SELECTED EXCERPT:
## start

In [2]:
import pandas as pd
from sklearn.decomposition import PCA
import numpy as np
import matplotlib.pyplot as plt

### Helper Functions

In [3]:
def loadData(file):
    data = pd.read_csv(file)
    print('Raw shape: ',data.shape)
    data['Date'] = pd.to_datetime(data.Date)
    print('Days: ',len(set(data.Date)))
    return data

In [4]:
def getTimeSeries(df):
    table = pd.pivot_table(df, values='vehicle_count', index=['Date','Hour'],
                    columns=['DOLocationID'], aggfunc=np.sum, fill_value=0)
    return table

In [5]:
def zscoreNormalizeSpatial(matrix):
    for i in range(matrix.shape[0]):
        matrix[i, :] = (matrix[i, :] - matrix[i, :].mean()) / (matrix[i, :].std()+1e-10)
        
    return matrix

In [6]:
def getPCAFeatures(matrix, n=10):
    pca = PCA(n_components=n)
    pca.fit(matrix)
    reducedMatrixPCA = pca.transform(matrix)
    reducedMatrixPCA.shape

    reducedDict = {str(i+1):reducedMatrixPCA[:,i] for i in range(reducedMatrixPCA.shape[1])}
    reducedDf = pd.DataFrame(reducedDict)
    reducedDf.index = data.index
    return reducedDf

In [26]:
def getPCACost(matrix, n=10):
    pca = PCA(n_components=n)
    pca.fit(matrix)
    reducedMatrixPCA = pca.transform(matrix)
    reconMatrixPCA = pca.inverse_transform(reducedMatrixPCA)

## end

WHAT THE TASK REQUIRES: Extend the PCA notebook code from the point where it stops. The listing has no connection to the PCA notebook code.

COLLECTED MATERIAL:
## start

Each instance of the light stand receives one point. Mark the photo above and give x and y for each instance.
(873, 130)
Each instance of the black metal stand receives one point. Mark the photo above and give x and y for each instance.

## end

EXPECTED ANSWER:
    reconCost = np.sum(reconMatrixPCA - matrix, axis=1)

    reducedDict = {'rec_cost':reconCost}
    reducedDf = pd.DataFrame(reducedDict)
    reducedDf.index = data.index
    return reducedDf

#### Preparing Data

In [12]:
file = '/home/urwa/Documents/Projects/NYU Remote/project/data/JfkVehiceByHour.csv'

In [13]:
data = loadData(file)

Raw shape:  (4520160, 4)
Days:  730


In [14]:
data = getTimeSeries(data)

In [15]:
matrix = data.values

### Normalization

In [16]:
matrix = zscoreNormalizeSpatial(matrix)
matrix.shape

(17520, 258)

In [27]:
recCost = getPCACost(matrix,n=100)

In [28]:
recCost.head()

Unnamed: 0_level_0,Unnamed: 1_level_0,rec_cost
Date,Hour,Unnamed: 2_level_1
2017-01-01,0,1.368361
2017-01-01,1,1.787756
2017-01-01,2,-3.20123
2017-01-01,3,-11.87914
2017-01-01,4,-0.050818


In [29]:
recCost.to_csv('PCA_recon_cost_features.csv')